== RIGHE MEMORIZZATE

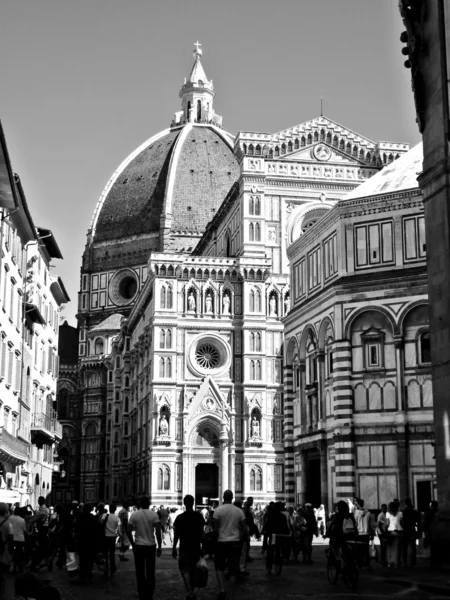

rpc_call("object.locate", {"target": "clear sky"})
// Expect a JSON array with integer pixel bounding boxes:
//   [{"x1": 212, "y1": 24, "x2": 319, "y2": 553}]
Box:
[{"x1": 0, "y1": 0, "x2": 420, "y2": 324}]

====

| COSA FARE |
Riporta tutte le righe qui sopra come elenco numerato, omettendo quelle vuote. Lascia fuori dalla risposta le immagini.

| RISPOSTA AL COMPITO |
1. rpc_call("object.locate", {"target": "clear sky"})
2. // Expect a JSON array with integer pixel bounding boxes:
3. //   [{"x1": 212, "y1": 24, "x2": 319, "y2": 553}]
4. Box:
5. [{"x1": 0, "y1": 0, "x2": 420, "y2": 324}]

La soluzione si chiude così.